## What the task requires
Print the rows below verbatim, from the very first line through the line that contains "Give the mask of the speckled", including both.

◆ ◆ ◆ ◆ ◆

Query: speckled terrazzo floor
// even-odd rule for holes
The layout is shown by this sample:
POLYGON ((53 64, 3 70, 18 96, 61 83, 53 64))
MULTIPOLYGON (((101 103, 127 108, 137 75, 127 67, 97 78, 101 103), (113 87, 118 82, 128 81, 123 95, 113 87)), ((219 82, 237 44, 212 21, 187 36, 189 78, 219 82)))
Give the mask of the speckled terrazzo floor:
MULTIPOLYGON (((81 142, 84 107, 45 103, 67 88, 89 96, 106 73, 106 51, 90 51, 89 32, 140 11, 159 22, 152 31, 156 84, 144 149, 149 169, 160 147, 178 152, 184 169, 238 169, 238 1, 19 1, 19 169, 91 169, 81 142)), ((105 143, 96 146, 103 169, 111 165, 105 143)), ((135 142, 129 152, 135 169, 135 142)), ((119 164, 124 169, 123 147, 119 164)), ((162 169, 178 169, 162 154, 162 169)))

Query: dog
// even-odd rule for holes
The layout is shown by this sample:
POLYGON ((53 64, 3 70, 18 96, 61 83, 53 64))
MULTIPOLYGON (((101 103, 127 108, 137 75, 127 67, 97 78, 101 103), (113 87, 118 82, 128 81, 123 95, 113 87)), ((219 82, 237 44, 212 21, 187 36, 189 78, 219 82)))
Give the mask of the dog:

◆ ◆ ◆ ◆ ◆

## Task answer
Query: speckled terrazzo floor
// even-odd rule for holes
The layout is shown by this sample:
POLYGON ((53 64, 3 70, 18 96, 61 83, 53 64))
MULTIPOLYGON (((101 103, 127 108, 137 75, 127 67, 97 78, 101 103), (113 87, 118 82, 128 81, 123 95, 113 87)), ((219 82, 237 44, 212 21, 187 36, 189 78, 219 82)))
Give the mask of the speckled terrazzo floor:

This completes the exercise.